* TEXT TO READ
• • • • •

# [SOLVED] Gfx corruption with Radeon HD 6950 and 3.4.0-gentoo

## mangobrain

I upgraded to kernel 3.4.0-gentoo today and noticed immediately that GDM didn't look right.  It was pretty obvious, since over the course of a couple of reboots, it either showed a completely corrupt screen, or - strangely - a perfectly good background image, but absolutely no controls (no user list, no top bar, etc.).  The pointer was fine, and GDM was obviously running and responding because I could log in, though I only knew this because the background image changed and the hard drive activity was audible.  GNOME Shell didn't render any better than GDM.

Thankfully, I could still switch VTs, and log in on a good old fashioned text console, allowing me to reboot and go back to 3.3.5-gentoo.  All I know so far is the problem doesn't seem to be related to the choice of PCIe ASPM profile; I tried all three, since the option was presented as new when doing "make oldconfig", but none seemed to work.

Anyone else having similar problems?Last edited by mangobrain on Thu May 24, 2012 9:28 pm; edited 1 time in total

----------

## BillWho

mangobrain,

If you're using the ati closed source drivers, there is a problem with it.

https://bugs.gentoo.org/show_bug.cgi?id=413569

I added my two cents to it yesterday and then decided to migrate to the radeon driver.

Good luck   :Wink: 

----------

## mangobrain

I'm using the open source driver - have been for a while now, and this is the first time I've had any sort of big regression.

----------

## i92guboj

Did you try some other DM the where mutter compositor is not involved?

Also, are you sure you are using the gallium opengl backend?

----------

## mangobrain

I didn't, because I don't have any other DMs installed at the moment.  glxinfo (after booting 3.3.5) states the following:

OpenGL renderer string: Gallium 0.4 on AMD CAYMAN

OpenGL version string: 2.1 Mesa 8.0.2

As noted, plain-text consoles appeared to work fine under 3.4.0, but I didn't do much other than switch VTs and reboot.  GNOME 3 is the only desktop I have installed at the moment, and I'd rather stay on 3.3.5 until this is figured out rather than go through the pain of installing and configuring another environment.

----------

## i92guboj

You don't have to go thru the pain of anything. All you need to do is to emerge xdm, set it to be your DM by editing /etc/conf.d/xdm, and do /etc/init.d/xdm restart, and see if that works. If it does, then you know it's some kind of weirdness between the radeon driver and the mutter compositor, which is the most likely candidate.

If you prefer to wait then it's fine, your choice. But it's not like you have to install kde to check this  :Smile: 

You could also try setting USE="-gnome-shell -plymouth" for gdm, and recompiling it, to see if that helps.

----------

## mangobrain

Fair point, XDM is pretty lightweight.  :Smile:  Will try that later when I get home.

• • • • •

* RECORDS SUPPLIED
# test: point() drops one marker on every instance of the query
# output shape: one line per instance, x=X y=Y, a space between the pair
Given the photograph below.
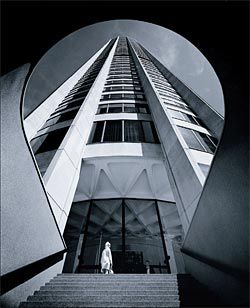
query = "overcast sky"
x=181 y=57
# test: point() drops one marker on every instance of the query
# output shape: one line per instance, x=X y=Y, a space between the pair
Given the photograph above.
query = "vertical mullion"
x=197 y=138
x=123 y=131
x=103 y=130
x=162 y=237
x=123 y=234
x=85 y=234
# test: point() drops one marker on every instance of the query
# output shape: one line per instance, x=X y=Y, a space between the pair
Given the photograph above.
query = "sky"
x=179 y=56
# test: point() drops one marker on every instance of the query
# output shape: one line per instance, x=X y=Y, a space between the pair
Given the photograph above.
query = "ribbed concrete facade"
x=118 y=134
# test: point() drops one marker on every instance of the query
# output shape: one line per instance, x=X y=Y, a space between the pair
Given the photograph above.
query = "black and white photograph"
x=124 y=154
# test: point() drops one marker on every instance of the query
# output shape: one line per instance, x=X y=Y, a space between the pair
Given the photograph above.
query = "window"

• • • • •

* SET PROBLEM A
In the graphics corruption thread, which kernel version did mangobrain reboot back into after the problem appeared?
* SET PROBLEM B
List every step i92guboj gives in the graphics corruption thread for trying XDM as the display manager.
* SET PROBLEM C
Continue the graphics corruption thread from the end of its last post.

* FINAL ANSWER A
3.3.5-gentoo

* FINAL ANSWER B
- Emerge xdm.
- Set it as the display manager by editing /etc/conf.d/xdm.
- Run /etc/init.d/xdm restart.

* FINAL ANSWER C
----------

## mangobrain

OK... booting into 3.4.0-gentoo, killing GDM then just doing plain-old "startx", it seems that X itself is mostly OK, the problem appears to be restricted to OpenGL-related things.  Running glxgears from xterm produces the following output, repeated over and over:

radeon: The kernel rejected CS, see dmesg for more information.

dmesg says:

radeon 0000:01:00.0: evergreen_packet3_check:2055 invalid cmd stream 994

[drm:radeon_cs_ib_chunk] *ERROR* Invalid command stream !

radeon 0000:01:00.0: evergreen_surface_value_conv_check:325 cb invalid array mode 6

radeon 0000:01:00.0: evergreen_packet3_check:2055 invalid cmd stream 582

[drm:radeon_cs_ib_chunk] *ERROR* Invalid command stream !

radeon 0000:01:00.0: evergreen_cs_track_validate_texture:796 texture bo too small (layer size 7526400, offset 0, max layer 1, depth 1, bo size 7299072) (1792 1050)

[drm:radeon_cs_ib_chunk] *ERROR* Invalid command stream !

radeon 0000:01:00.0: evergreen_surface_value_conv_check:325 cb invalid array mode 6

radeon 0000:01:00.0: evergreen_packet3_check:2055 invalid cmd stream 515

[drm:radeon_cs_ib_chunk] *ERROR* Invalid command stream !

[drm:radeon_cs_ib_chunk] *ERROR* Invalid command stream !

radeon 0000:01:00.0: evergreen_cs_track_validate_depth:668 depth read bo too small (layer size 30277632, offset 0, max layer 1, bo size 11468800)

radeon 0000:01:00.0: evergreen_packet3_check:2055 invalid cmd stream 561

[drm:radeon_cs_ib_chunk] *ERROR* Invalid command stream !

radeon 0000:01:00.0: evergreen_surface_value_conv_check:325 cb invalid array mode 6

and so on and so forth, repeated over and over.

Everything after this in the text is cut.